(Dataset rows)
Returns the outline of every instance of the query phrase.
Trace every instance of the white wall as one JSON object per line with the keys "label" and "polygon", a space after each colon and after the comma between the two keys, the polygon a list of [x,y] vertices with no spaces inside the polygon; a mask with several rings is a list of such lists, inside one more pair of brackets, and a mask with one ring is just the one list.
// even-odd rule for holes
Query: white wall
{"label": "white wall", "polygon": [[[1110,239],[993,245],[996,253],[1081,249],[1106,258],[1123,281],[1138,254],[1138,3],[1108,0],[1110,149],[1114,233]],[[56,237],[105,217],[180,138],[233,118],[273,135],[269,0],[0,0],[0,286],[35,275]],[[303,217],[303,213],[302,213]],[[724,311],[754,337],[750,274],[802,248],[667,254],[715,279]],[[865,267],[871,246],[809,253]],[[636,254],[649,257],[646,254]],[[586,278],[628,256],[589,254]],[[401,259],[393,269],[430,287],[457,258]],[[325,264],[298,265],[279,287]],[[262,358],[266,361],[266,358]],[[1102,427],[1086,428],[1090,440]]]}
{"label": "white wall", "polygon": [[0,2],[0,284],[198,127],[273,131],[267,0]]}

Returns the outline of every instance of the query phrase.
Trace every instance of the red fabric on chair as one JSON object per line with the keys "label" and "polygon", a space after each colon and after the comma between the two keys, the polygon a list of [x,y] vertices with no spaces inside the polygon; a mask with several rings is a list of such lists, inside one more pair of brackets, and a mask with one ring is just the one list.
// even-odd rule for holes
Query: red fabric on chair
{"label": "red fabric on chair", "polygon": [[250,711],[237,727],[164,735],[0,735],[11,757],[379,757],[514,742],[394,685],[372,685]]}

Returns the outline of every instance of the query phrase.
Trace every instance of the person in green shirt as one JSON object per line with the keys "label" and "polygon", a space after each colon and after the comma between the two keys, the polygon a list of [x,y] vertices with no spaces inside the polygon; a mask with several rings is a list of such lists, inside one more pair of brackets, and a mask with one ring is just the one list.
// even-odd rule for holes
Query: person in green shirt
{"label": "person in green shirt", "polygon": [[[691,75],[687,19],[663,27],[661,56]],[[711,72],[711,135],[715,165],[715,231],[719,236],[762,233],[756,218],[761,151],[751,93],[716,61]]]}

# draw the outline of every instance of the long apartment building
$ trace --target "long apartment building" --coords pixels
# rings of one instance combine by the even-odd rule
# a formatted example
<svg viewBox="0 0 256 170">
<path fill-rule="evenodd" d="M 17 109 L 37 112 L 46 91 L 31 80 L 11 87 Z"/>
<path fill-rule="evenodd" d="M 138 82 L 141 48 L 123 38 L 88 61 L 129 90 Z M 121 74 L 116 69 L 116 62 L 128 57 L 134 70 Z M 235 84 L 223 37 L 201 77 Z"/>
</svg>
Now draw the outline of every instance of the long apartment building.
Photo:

---

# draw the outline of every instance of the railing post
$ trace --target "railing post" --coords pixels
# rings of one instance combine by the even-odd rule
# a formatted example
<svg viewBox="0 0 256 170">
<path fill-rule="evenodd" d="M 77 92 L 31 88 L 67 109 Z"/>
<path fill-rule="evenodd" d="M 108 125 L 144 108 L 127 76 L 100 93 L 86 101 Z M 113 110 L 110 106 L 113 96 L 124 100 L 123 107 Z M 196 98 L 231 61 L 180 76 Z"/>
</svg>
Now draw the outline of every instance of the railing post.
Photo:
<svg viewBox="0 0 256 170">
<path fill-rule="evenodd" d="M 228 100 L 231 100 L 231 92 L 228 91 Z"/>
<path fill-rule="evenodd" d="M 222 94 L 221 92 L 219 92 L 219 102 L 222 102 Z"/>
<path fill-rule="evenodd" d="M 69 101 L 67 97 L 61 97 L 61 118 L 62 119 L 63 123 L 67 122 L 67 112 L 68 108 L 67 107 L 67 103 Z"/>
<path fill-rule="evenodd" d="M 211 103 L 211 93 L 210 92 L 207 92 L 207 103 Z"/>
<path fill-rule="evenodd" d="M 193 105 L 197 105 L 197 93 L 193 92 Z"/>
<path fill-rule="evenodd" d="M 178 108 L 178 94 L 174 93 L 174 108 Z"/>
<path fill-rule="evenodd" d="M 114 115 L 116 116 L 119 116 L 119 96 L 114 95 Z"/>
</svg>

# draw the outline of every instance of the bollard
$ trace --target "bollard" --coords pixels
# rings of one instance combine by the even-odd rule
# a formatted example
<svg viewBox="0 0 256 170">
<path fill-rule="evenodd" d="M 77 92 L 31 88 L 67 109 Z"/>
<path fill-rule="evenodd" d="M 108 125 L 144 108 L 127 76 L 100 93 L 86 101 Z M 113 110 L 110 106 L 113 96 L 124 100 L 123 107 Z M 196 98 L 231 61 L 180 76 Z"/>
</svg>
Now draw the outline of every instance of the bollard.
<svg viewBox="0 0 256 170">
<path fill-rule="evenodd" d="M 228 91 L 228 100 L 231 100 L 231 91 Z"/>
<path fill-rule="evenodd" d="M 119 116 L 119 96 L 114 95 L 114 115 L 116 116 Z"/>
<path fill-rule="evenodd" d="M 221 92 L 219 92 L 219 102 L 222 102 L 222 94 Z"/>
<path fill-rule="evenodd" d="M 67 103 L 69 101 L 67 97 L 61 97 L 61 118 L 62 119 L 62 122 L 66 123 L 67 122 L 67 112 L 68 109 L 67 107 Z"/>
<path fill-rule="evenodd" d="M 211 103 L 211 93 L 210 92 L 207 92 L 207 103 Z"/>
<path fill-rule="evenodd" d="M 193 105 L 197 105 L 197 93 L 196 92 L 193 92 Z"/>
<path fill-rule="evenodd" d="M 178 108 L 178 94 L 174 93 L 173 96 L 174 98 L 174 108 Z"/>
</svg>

▸ **Task objective**: Copy out everything from the line containing "# draw the outline of every instance of the bollard" down to the line containing "228 91 L 228", including both of those lines.

▸ **Exercise result**:
# draw the outline of every instance of the bollard
$ trace --target "bollard" --coords pixels
# rings of one instance combine by the even-odd rule
# a formatted example
<svg viewBox="0 0 256 170">
<path fill-rule="evenodd" d="M 77 92 L 31 88 L 67 109 Z"/>
<path fill-rule="evenodd" d="M 108 125 L 144 108 L 127 76 L 100 93 L 86 101 Z M 113 110 L 110 106 L 113 96 L 124 100 L 123 107 Z M 196 98 L 231 61 L 180 76 Z"/>
</svg>
Now draw the outline of every instance of the bollard.
<svg viewBox="0 0 256 170">
<path fill-rule="evenodd" d="M 228 91 L 228 100 L 231 100 L 231 91 Z"/>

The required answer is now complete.